Work required: Look below for the line with "like [[110, 113]].". Extract that line and each one after it through the last, word for word.

Dataset:
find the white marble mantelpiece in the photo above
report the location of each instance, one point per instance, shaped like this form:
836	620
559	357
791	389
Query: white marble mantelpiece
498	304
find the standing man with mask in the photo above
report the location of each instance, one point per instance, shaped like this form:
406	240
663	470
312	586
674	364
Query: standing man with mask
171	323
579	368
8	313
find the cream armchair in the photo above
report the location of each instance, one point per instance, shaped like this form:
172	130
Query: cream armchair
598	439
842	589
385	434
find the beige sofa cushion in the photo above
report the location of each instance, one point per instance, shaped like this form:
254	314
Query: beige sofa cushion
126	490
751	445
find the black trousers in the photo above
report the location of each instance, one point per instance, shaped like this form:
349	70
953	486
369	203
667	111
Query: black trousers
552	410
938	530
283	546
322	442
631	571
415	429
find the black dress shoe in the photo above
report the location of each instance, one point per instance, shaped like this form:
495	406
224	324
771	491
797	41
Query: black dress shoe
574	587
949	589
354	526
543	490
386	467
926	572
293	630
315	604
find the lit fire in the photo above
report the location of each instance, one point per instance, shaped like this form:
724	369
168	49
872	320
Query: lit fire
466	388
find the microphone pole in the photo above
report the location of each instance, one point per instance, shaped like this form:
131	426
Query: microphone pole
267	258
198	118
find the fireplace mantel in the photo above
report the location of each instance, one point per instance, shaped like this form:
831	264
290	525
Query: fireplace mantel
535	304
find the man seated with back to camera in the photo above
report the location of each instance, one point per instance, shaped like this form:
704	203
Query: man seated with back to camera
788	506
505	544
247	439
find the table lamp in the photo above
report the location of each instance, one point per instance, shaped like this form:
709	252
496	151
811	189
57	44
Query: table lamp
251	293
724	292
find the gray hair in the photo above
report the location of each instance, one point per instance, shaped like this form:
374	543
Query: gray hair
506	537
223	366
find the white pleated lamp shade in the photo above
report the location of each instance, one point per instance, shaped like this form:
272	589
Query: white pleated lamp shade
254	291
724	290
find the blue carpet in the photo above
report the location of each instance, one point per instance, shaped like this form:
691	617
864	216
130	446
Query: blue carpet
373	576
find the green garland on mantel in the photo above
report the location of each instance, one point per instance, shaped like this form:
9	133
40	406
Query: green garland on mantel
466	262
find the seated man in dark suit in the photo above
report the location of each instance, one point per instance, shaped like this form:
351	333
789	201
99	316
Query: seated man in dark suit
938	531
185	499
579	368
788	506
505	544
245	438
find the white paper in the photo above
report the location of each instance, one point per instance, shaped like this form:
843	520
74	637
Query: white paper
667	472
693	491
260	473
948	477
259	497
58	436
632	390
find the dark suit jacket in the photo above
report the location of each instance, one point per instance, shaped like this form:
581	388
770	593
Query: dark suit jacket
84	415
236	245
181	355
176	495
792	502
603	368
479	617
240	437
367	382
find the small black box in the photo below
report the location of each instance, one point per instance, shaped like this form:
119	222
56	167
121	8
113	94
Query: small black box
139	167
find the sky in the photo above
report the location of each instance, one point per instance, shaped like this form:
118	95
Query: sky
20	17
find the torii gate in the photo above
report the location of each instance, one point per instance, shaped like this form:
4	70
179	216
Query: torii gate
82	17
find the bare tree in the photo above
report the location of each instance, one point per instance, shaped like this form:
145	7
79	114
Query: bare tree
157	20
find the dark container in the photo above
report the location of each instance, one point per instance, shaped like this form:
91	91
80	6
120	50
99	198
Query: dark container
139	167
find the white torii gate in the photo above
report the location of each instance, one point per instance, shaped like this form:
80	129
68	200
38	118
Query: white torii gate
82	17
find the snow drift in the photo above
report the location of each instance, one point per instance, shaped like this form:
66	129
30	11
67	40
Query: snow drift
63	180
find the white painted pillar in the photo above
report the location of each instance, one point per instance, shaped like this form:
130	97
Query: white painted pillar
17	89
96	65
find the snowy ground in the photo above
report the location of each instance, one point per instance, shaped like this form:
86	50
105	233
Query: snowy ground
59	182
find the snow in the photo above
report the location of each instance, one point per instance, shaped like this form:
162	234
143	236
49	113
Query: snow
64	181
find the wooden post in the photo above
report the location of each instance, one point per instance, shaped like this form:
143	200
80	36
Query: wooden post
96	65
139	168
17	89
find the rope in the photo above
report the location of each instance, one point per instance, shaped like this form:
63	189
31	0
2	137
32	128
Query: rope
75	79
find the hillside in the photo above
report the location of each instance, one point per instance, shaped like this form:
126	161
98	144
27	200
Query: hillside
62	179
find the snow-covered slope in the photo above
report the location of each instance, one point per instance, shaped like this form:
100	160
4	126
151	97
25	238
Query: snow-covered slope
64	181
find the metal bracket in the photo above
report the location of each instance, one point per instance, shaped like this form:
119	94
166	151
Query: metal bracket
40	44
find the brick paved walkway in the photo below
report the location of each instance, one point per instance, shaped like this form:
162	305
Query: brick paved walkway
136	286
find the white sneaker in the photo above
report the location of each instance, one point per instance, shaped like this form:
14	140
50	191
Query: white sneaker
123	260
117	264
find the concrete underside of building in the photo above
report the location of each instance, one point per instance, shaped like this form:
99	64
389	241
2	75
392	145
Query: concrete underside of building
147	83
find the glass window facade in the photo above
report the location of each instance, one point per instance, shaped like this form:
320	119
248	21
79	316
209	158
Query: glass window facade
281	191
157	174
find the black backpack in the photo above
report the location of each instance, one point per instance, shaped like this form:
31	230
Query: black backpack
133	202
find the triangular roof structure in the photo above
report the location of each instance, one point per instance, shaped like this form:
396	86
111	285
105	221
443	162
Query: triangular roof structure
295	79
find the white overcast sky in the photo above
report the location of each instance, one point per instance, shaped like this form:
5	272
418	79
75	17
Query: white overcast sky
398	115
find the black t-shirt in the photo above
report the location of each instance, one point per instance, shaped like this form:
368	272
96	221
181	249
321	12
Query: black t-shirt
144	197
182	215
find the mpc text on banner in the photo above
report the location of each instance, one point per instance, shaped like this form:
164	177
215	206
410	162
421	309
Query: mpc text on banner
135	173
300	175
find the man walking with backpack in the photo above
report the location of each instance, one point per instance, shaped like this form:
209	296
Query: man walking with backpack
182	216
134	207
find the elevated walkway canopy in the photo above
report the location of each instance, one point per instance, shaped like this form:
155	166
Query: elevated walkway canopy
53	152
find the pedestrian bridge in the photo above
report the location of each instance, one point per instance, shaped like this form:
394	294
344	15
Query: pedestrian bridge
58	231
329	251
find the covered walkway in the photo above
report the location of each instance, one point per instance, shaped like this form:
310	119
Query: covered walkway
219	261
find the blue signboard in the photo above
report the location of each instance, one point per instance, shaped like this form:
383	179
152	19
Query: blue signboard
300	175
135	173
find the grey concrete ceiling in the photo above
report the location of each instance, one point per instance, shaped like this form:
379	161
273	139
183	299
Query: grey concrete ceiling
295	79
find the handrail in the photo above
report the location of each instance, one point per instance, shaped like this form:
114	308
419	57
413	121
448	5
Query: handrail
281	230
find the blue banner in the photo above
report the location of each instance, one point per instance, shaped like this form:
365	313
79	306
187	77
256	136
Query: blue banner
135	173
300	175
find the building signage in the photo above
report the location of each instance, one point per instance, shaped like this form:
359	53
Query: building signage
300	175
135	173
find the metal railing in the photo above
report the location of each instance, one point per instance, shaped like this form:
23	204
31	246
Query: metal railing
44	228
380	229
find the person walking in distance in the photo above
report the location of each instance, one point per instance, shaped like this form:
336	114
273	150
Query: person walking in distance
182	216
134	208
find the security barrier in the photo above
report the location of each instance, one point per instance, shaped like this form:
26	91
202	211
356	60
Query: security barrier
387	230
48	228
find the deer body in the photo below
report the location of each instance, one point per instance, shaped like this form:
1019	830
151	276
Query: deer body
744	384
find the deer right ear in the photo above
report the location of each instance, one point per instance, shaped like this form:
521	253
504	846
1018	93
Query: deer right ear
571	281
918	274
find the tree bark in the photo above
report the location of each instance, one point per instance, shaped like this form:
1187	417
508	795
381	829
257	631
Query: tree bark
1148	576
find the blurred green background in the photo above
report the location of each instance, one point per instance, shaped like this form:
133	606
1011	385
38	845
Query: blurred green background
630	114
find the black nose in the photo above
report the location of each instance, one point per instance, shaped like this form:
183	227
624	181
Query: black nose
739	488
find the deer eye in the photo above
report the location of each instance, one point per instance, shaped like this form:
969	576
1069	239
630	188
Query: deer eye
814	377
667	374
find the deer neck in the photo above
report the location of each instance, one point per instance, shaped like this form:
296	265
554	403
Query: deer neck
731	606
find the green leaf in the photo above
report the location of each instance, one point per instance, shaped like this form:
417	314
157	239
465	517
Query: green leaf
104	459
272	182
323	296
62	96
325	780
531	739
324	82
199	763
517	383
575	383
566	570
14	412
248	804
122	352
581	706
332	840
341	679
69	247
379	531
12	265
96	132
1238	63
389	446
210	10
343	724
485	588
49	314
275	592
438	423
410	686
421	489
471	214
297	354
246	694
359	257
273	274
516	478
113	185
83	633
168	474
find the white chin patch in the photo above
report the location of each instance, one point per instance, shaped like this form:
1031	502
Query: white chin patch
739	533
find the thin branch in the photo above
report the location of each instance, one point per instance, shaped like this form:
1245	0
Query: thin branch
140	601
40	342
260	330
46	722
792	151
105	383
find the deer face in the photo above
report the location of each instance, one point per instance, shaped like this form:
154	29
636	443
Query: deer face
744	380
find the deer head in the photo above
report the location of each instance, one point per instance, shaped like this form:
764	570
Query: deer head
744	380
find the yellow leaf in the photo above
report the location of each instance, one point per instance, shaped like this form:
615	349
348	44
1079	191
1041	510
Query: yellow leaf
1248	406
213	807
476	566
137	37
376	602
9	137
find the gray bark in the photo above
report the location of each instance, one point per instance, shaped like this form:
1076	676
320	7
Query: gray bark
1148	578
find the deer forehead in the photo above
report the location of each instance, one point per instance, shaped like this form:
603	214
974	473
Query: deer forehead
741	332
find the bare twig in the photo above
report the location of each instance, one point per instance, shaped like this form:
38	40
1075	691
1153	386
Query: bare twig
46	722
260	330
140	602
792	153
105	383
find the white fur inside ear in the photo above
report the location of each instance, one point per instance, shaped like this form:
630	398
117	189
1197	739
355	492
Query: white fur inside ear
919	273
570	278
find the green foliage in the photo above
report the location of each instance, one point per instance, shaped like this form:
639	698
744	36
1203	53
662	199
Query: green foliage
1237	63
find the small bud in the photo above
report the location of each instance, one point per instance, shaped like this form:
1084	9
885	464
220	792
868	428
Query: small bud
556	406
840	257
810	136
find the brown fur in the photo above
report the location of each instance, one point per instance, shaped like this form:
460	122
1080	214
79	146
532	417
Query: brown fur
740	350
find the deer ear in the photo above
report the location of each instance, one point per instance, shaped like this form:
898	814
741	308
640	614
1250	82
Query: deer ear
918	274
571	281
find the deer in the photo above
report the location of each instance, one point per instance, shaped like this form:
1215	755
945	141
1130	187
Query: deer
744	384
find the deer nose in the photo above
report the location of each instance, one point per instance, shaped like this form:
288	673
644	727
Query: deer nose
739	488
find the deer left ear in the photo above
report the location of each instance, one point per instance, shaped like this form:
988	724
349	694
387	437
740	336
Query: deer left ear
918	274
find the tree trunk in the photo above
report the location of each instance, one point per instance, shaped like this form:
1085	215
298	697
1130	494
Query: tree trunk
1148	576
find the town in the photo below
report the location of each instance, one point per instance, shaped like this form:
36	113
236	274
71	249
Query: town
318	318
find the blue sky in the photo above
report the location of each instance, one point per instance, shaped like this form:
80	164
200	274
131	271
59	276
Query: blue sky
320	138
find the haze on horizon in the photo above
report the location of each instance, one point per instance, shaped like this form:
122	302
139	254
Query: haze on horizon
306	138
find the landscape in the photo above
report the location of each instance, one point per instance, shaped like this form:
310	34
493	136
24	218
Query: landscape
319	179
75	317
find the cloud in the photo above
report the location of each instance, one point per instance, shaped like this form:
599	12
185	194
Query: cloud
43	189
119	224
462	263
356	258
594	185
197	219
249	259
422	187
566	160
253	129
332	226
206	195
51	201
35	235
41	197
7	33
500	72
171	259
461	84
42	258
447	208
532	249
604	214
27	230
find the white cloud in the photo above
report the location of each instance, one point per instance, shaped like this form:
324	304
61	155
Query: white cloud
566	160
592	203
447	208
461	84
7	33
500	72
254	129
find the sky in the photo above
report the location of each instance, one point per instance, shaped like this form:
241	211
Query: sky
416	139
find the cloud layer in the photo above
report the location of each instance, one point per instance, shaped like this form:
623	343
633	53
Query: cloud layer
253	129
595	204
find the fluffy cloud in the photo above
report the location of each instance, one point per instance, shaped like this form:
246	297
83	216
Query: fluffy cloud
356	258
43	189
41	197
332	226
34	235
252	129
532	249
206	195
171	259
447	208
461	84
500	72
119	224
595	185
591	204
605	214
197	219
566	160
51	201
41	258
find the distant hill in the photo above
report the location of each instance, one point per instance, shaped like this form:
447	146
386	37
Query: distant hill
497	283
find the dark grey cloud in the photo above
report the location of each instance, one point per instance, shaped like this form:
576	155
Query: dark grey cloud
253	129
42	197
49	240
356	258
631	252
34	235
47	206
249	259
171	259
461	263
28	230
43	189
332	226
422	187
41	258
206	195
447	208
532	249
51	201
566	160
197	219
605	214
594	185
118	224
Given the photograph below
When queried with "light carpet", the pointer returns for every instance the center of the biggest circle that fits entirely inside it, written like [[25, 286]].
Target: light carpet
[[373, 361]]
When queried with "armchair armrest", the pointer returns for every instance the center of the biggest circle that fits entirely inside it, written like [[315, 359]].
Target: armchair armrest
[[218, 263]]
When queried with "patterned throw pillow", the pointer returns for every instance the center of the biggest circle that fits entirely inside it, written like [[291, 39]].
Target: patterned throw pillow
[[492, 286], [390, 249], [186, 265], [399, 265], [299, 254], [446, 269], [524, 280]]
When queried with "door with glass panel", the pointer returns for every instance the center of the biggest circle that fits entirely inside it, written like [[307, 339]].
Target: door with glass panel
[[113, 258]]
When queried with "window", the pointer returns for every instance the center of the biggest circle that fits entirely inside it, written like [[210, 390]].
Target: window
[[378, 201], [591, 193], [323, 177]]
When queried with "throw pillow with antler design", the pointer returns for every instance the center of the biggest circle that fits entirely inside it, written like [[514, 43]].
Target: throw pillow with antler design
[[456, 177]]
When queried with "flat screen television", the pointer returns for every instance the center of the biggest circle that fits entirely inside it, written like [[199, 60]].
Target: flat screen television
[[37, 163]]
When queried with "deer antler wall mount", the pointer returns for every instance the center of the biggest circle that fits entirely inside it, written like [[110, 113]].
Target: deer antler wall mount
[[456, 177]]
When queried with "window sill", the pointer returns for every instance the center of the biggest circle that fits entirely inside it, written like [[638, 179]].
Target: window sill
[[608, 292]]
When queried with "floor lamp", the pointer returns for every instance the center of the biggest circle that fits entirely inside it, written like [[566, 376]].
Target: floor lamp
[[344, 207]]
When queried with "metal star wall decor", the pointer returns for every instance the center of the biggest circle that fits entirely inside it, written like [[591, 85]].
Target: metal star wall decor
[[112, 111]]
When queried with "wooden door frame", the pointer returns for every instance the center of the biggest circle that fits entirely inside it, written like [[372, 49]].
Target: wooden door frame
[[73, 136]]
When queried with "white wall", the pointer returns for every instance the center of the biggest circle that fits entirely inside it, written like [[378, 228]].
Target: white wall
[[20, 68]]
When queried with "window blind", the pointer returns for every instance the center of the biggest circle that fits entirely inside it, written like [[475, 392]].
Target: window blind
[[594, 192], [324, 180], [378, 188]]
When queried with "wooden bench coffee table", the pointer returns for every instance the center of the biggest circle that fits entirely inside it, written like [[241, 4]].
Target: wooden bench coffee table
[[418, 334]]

Exercise result:
When queried with "deer antler wall mount", the pointer returns for every instance the center of the biggest circle that fits entirely inside it, written like [[110, 113]].
Target: deer antler wall mount
[[456, 177]]
When queried with "window sill", the pointer returns for every instance the center of the biggest circle that fits entirely inside it, written like [[638, 179]].
Target: window sill
[[608, 292]]
When queried with "floor lamp", the pointer returns for every instance the center of the biggest circle that fits entirely inside it, written like [[566, 376]].
Target: floor lamp
[[344, 207]]
When queried with "metal star wall decor", the pointer returns for every instance the center of the biggest circle that fits entirely inside it, written like [[591, 85]].
Target: metal star wall decor
[[112, 111]]
When queried with "wooden door frame", the pointer returns for every instance the center of the biggest circle that fits entirely inside it, written like [[372, 49]].
Target: wooden door frame
[[73, 136]]
When queried with "white wall", the pointer returns for every instance the center of the biggest circle that fits entirely inside it, written like [[378, 228]].
Target: white wall
[[20, 68]]
When queried with "window blind", the pointer returns for every instance the center of the biggest circle that fits entirely inside it, written like [[475, 392]].
Target: window blind
[[594, 192], [324, 180], [378, 188]]
When queried with "wooden bench coffee table", the pointer returns for every instance the center of the biggest circle that fits entirely inside it, written like [[241, 4]].
Target: wooden bench coffee table
[[418, 334]]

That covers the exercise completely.